**Assignment A**
Please list every country named in the article on Colombia's label market.
**Assignment B**
Answer these questions from the article on Colombia's label market:
(i) In what year did Label Summit Latin America first take place in Colombia?
(ii) What caused the dip in 2022?
(iii) What background did many recent entrants to the label sector often come from?
**Assignment C**
Reproduce the article on Colombia's label market word for word from "The growth and" to "improving market conditions.".

**Document extract**
Dynamic label market shines in Colombia

Stability, strong economic growth and sustainability flourish in the gateway to Latin America.

Colombia has a strong claim to be the region’s most dynamic label printing market over the past two decades.

A period of political stability and strong economic growth saw foreign direct investment surge in the 2000s and 2010s, while a growing middle class drove a boom in consumer demand.

The local label industry sprang to life, with converters
– including many recent entrants to the sector, often coming from a background in sheet-fed offset labels or wider-format printing – investing heavily in new technology.

The growth and dynamism of the local market was captured perfectly in 2014 when Label Summit Latin America took place in Colombia for the first time and attracted record visitor numbers to Medellin, beating attendances in the much bigger markets of Mexico and Brazil.

Recent years have matched the experience of many countries in the wake of the pandemic: a surge in growth as economies reopened in 2021; a dip caused by supply chain issues in 2022; and lower-than-expected growth last year as inflation hit consumer demand and excess stock worked its way through the system. Nevertheless, many in the local industry are optimistic of improving market conditions.

Natural language region descriptions:
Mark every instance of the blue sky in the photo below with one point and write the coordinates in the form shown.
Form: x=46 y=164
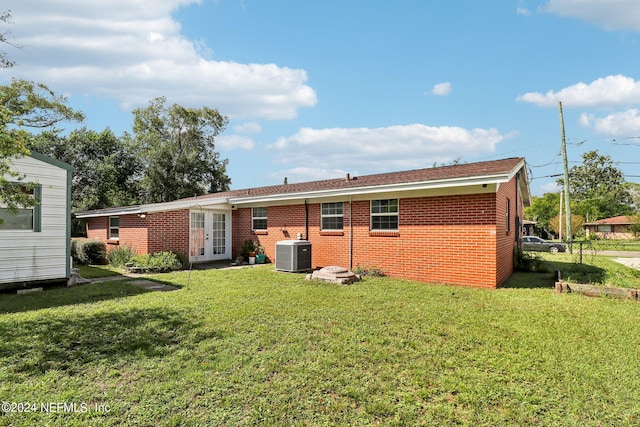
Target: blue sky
x=318 y=89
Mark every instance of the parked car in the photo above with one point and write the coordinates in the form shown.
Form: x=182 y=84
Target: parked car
x=535 y=243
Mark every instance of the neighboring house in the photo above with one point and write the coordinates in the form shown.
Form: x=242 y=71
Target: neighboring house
x=35 y=243
x=611 y=228
x=455 y=224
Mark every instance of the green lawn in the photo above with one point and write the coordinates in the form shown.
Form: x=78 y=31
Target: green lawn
x=594 y=269
x=258 y=347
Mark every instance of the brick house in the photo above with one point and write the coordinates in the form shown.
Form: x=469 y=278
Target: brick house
x=616 y=227
x=458 y=224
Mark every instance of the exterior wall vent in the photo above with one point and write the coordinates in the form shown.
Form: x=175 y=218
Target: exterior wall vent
x=293 y=255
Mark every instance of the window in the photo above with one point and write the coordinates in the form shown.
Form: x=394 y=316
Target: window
x=28 y=218
x=332 y=216
x=259 y=218
x=508 y=216
x=384 y=214
x=114 y=227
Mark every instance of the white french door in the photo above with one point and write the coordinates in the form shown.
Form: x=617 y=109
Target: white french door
x=210 y=235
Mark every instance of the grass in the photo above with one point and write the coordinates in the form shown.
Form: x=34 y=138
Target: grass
x=594 y=269
x=609 y=245
x=93 y=271
x=258 y=347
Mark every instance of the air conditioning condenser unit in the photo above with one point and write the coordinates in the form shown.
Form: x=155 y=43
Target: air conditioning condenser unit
x=293 y=255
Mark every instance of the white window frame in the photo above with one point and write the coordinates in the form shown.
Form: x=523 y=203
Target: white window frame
x=34 y=213
x=380 y=214
x=254 y=218
x=111 y=228
x=331 y=215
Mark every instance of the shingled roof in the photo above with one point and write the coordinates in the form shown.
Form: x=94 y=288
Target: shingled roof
x=451 y=173
x=467 y=170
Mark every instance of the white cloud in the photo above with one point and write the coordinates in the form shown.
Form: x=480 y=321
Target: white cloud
x=550 y=187
x=248 y=128
x=133 y=51
x=624 y=123
x=603 y=92
x=390 y=148
x=305 y=174
x=441 y=89
x=610 y=14
x=234 y=142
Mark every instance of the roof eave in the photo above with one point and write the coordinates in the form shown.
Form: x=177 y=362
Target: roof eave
x=218 y=202
x=373 y=189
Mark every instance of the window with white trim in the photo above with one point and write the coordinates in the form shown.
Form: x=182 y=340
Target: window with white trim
x=332 y=216
x=384 y=215
x=114 y=227
x=27 y=218
x=259 y=218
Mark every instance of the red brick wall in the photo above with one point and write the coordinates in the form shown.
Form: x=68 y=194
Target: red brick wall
x=444 y=239
x=169 y=231
x=507 y=239
x=163 y=231
x=460 y=240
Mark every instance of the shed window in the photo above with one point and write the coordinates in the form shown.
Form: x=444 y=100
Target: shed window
x=384 y=214
x=29 y=218
x=114 y=227
x=332 y=216
x=259 y=218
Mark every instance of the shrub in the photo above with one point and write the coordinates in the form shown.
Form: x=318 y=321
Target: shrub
x=119 y=256
x=368 y=271
x=88 y=251
x=158 y=262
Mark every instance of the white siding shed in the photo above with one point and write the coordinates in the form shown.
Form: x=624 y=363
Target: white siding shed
x=41 y=252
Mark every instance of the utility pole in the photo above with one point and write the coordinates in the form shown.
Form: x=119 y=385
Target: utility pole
x=560 y=216
x=567 y=199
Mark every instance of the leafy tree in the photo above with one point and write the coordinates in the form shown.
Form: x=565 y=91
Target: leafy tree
x=598 y=188
x=177 y=145
x=24 y=105
x=577 y=224
x=634 y=227
x=5 y=62
x=106 y=168
x=543 y=208
x=634 y=192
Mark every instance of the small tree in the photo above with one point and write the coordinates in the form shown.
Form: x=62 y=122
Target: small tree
x=634 y=227
x=177 y=147
x=577 y=222
x=25 y=104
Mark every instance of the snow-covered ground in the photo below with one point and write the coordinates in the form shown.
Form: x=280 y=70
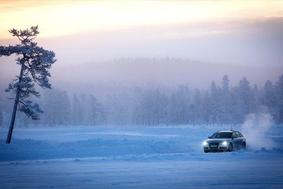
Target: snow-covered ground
x=135 y=157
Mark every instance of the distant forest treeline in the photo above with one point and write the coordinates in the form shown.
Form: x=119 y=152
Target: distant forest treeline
x=218 y=104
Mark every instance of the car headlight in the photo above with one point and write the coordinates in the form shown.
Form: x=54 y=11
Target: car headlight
x=205 y=143
x=225 y=143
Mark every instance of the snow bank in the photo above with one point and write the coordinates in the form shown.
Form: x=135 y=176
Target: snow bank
x=256 y=128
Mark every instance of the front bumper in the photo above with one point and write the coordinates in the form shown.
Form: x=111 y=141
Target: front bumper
x=216 y=149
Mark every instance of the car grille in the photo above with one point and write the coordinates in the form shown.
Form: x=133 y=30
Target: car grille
x=213 y=145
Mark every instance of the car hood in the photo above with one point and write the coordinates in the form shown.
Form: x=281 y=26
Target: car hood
x=217 y=139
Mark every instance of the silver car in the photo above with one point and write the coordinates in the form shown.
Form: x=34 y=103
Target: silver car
x=224 y=141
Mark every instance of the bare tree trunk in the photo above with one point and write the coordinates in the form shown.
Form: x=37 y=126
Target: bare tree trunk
x=9 y=137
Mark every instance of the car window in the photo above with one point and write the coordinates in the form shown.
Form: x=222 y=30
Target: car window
x=222 y=135
x=240 y=134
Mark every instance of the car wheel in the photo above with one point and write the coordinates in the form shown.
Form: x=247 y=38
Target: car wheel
x=230 y=148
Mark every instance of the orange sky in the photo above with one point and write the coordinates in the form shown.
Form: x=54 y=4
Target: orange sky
x=57 y=18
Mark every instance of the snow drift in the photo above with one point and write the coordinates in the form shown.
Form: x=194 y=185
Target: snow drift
x=255 y=129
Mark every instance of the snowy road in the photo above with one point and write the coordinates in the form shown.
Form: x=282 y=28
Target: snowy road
x=134 y=158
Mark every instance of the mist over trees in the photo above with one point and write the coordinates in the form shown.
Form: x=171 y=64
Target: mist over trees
x=220 y=103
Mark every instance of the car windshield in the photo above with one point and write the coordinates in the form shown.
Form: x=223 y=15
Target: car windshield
x=222 y=135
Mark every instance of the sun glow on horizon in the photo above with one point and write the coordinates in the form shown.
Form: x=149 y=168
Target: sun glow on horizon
x=69 y=17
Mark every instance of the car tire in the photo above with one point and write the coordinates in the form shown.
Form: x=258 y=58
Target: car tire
x=230 y=148
x=244 y=145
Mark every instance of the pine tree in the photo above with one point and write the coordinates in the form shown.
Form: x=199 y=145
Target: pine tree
x=35 y=63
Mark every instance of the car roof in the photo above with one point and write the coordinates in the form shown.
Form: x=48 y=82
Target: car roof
x=225 y=131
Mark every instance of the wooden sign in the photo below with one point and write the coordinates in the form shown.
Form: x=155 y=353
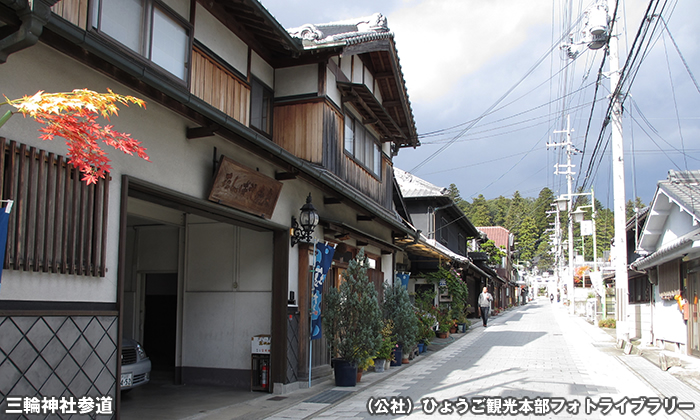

**Your solution A**
Colombia, Mexico, Brazil

**Your solution B**
(i) 2014
(ii) Supply chain issues
(iii) Sheet-fed offset labels or wider-format printing

**Your solution C**
The growth and dynamism of the local market was captured perfectly in 2014 when Label Summit Latin America took place in Colombia for the first time and attracted record visitor numbers to Medellin, beating attendances in the much bigger markets of Mexico and Brazil.

Recent years have matched the experience of many countries in the wake of the pandemic: a surge in growth as economies reopened in 2021; a dip caused by supply chain issues in 2022; and lower-than-expected growth last year as inflation hit consumer demand and excess stock worked its way through the system. Nevertheless, many in the local industry are optimistic of improving market conditions.